<<<<
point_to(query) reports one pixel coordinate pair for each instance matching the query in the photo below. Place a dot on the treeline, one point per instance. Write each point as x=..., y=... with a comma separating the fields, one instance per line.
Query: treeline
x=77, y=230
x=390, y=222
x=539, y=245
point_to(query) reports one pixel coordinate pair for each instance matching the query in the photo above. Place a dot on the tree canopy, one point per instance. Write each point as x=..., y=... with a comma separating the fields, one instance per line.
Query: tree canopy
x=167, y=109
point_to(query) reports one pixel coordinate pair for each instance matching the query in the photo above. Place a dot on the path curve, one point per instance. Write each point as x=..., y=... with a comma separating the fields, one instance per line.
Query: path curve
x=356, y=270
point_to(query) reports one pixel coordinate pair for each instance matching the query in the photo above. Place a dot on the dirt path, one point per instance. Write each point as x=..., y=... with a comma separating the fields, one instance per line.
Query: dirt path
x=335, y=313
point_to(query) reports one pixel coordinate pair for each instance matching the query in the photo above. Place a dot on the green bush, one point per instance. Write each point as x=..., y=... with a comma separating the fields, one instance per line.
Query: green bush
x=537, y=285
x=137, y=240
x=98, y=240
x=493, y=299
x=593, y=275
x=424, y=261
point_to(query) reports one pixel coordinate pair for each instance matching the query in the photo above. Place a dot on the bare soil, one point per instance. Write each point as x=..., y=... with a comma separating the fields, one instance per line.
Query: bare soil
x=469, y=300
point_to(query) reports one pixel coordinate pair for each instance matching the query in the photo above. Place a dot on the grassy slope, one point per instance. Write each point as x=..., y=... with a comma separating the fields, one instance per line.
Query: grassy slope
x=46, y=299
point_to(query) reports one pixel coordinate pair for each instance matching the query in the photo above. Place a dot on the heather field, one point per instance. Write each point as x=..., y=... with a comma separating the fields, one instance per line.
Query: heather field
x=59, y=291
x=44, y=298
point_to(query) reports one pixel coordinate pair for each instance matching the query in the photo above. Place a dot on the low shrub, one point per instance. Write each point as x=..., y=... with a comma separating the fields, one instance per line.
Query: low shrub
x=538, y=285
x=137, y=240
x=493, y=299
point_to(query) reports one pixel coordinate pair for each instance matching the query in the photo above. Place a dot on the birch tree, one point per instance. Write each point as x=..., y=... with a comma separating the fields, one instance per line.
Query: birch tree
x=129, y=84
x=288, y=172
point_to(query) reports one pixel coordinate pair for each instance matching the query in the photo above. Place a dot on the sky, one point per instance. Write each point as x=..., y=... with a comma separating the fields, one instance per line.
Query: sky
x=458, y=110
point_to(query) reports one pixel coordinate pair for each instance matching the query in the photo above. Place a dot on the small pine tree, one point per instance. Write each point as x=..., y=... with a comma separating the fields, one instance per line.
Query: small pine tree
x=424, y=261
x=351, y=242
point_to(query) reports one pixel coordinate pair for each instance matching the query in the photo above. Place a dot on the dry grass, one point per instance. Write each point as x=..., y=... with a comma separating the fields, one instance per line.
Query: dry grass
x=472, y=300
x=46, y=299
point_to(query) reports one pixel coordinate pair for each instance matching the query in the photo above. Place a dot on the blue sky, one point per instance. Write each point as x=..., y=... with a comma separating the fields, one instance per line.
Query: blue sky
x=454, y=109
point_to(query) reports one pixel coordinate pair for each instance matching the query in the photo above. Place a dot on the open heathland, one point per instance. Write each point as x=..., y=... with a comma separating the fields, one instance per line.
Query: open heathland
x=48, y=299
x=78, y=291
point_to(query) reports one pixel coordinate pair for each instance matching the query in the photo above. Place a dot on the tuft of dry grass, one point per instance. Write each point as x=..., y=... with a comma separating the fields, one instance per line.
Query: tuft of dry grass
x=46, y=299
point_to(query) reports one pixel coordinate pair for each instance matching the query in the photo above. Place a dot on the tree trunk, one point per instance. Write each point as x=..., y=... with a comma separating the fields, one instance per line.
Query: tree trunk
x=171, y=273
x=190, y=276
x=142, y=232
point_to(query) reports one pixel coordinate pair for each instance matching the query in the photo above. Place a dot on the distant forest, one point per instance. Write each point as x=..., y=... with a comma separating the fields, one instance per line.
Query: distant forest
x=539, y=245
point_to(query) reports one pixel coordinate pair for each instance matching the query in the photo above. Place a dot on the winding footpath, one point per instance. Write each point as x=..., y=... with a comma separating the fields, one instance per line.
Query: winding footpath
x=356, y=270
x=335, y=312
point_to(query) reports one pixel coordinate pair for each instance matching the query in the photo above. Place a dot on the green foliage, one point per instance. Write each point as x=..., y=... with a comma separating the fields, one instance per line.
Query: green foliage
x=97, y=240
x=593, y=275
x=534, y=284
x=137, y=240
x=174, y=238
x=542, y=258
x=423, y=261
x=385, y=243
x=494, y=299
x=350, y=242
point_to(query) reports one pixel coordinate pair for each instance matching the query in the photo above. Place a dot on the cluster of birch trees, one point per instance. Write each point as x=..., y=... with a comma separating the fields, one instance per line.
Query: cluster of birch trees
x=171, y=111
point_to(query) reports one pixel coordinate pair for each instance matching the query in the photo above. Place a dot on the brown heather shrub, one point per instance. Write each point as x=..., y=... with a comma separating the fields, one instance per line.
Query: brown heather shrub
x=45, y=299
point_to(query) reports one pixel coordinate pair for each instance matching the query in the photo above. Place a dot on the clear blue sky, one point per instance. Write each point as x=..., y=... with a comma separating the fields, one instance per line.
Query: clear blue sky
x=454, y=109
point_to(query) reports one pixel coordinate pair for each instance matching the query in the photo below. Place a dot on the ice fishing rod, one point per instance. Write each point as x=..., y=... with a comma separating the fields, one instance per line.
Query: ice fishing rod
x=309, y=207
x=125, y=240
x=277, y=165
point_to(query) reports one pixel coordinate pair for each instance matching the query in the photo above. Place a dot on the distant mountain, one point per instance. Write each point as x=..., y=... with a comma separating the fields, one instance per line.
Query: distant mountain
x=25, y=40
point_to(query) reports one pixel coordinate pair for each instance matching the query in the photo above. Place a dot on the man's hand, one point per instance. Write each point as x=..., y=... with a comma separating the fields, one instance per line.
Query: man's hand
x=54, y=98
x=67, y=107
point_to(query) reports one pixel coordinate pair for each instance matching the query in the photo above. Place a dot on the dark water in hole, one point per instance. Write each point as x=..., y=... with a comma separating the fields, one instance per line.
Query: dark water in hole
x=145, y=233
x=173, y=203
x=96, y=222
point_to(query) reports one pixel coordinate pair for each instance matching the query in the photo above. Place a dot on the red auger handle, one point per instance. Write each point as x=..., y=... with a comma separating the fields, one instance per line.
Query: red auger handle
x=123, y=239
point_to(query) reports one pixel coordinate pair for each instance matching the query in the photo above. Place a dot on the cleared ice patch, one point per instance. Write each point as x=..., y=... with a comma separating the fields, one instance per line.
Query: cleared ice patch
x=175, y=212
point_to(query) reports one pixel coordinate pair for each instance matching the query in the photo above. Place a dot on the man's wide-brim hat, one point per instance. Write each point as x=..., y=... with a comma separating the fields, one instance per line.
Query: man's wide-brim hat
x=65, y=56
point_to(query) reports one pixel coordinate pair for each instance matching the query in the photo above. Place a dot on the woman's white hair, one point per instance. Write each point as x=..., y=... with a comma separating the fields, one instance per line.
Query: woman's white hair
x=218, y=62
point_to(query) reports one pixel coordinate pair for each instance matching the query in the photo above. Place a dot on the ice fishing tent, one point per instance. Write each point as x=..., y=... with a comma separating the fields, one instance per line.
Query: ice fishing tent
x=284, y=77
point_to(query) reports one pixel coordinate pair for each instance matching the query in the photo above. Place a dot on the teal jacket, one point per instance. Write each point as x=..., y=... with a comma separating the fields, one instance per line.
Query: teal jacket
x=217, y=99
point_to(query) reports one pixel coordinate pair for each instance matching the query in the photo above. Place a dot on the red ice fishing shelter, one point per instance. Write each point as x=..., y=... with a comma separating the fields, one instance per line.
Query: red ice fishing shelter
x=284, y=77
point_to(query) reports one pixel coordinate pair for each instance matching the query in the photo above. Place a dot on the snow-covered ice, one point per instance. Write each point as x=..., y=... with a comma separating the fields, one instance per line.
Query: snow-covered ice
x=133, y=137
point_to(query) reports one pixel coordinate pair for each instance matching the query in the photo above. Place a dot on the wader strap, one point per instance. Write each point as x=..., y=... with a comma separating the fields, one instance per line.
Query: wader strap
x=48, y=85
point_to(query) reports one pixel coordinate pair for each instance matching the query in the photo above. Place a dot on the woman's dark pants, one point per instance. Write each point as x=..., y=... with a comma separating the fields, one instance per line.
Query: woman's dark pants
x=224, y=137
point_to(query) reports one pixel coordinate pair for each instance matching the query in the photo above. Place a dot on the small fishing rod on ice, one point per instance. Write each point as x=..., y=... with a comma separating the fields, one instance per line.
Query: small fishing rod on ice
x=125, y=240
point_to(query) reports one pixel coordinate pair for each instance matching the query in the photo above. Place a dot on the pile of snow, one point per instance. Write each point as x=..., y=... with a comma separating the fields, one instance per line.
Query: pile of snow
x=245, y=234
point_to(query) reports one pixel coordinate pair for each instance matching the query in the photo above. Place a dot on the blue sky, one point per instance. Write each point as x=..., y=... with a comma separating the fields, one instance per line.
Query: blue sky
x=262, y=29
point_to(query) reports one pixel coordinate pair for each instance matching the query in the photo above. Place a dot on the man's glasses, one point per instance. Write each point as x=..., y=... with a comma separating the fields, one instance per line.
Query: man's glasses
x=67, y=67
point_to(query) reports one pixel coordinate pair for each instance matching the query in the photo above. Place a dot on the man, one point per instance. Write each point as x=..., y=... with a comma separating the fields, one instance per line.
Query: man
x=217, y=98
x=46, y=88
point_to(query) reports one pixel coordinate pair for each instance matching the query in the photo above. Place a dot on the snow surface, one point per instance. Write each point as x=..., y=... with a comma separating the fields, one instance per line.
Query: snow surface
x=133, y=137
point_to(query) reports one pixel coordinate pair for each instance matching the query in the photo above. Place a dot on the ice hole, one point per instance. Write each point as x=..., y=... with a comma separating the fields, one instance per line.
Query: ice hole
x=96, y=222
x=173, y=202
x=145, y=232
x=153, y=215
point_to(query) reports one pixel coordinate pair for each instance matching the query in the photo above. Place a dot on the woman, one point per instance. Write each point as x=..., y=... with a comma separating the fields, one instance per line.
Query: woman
>>>>
» YOUR INSTRUCTIONS: The lines you need are those containing "below"; find them in the records and copy them.

» REPLY TO THE TASK:
point_to(query) reports one pixel coordinate pair for each instance matching the query in the photo below. Place a dot on the treeline, one point per instance. Write each point as x=..., y=... with a comma separating the fields, one instance per line.
point_to(query) reports one pixel coordinate pair for each instance matching the query in the photo below. Place a dot on the ice fishing rod, one point per instance. Write each point as x=..., y=... with a comma separating the fields, one instance per line.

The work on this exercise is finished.